Alıntılanan Metin:
= = = = =

Yürüyen Cesetler - Zombi İstilası Olabilir mi?

Mary Shelley'nin Frankenstein'ından John William Polidori’nin Vampir’ine kadar insan görünümlü yaratıkların yeniden canlanması gibi senaryolar, gerek gotik edebiyatın gerek korku filmlerinin gerekse bilim dünyasının yıllardır ilgisini çekmiştir. Zombilerde bu gotik atmosferde yer alan en popüler üyelerden biridir. Hazır ardarda yaşanan felaketlerin ardından zombi istilası bekleyişleri başlamışken yürüyen ölülerin dünyasına girip neymiş ne değillermiş araştırayım istedim.

= = = = =

Kaynak Malzeme:
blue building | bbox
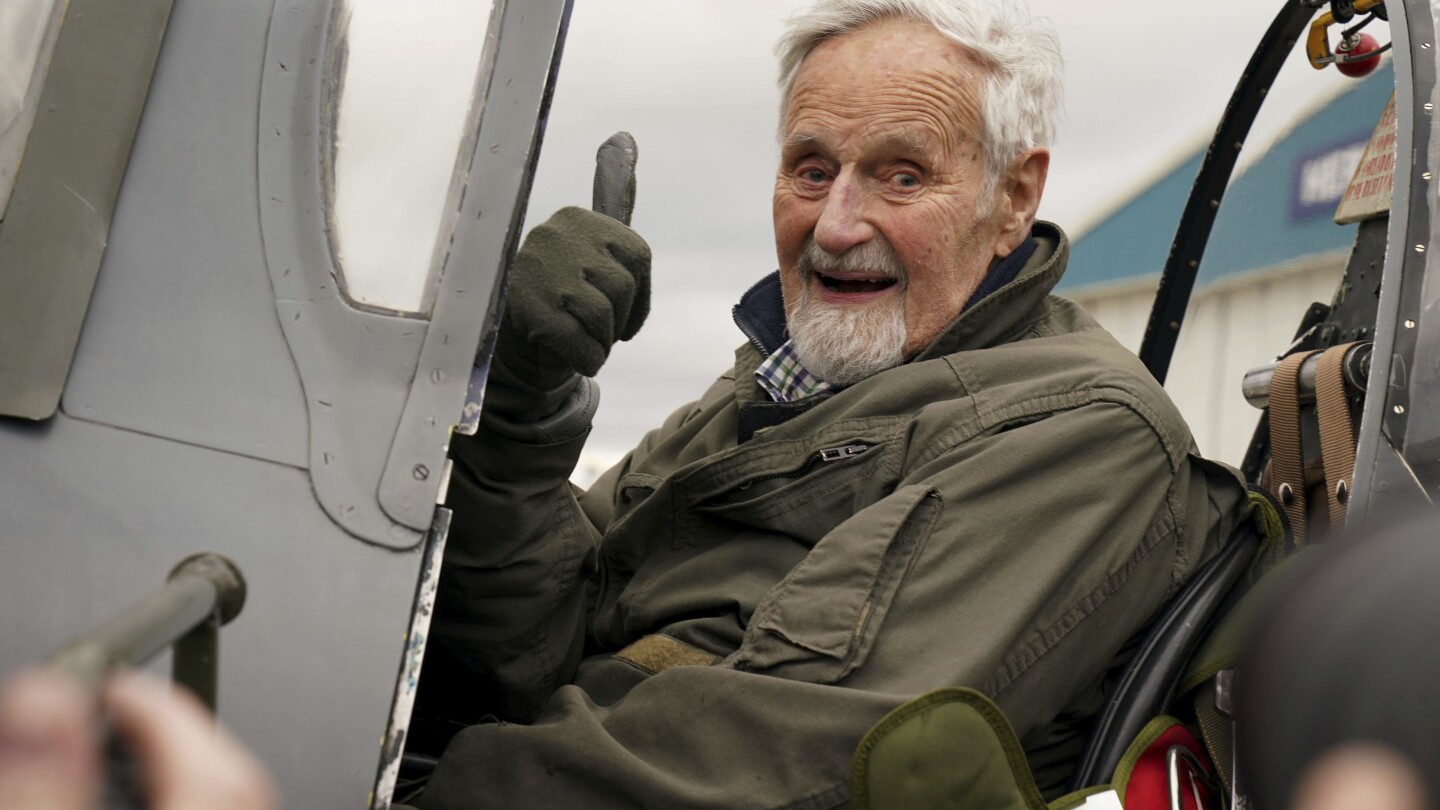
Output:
[1057,63,1394,463]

= = = = =

Zombi istilası üzerine yazıda "Mary Shelley'nin Frankenstein'ından" sözcüklerinden "değillermiş araştırayım istedim." sözcüklerine kadar uzanan bölümü harfi harfine yazın.

Mary Shelley'nin Frankenstein'ından John William Polidori’nin Vampir’ine kadar insan görünümlü yaratıkların yeniden canlanması gibi senaryolar, gerek gotik edebiyatın gerek korku filmlerinin gerekse bilim dünyasının yıllardır ilgisini çekmiştir. Zombilerde bu gotik atmosferde yer alan en popüler üyelerden biridir. Hazır ardarda yaşanan felaketlerin ardından zombi istilası bekleyişleri başlamışken yürüyen ölülerin dünyasına girip neymiş ne değillermiş araştırayım istedim.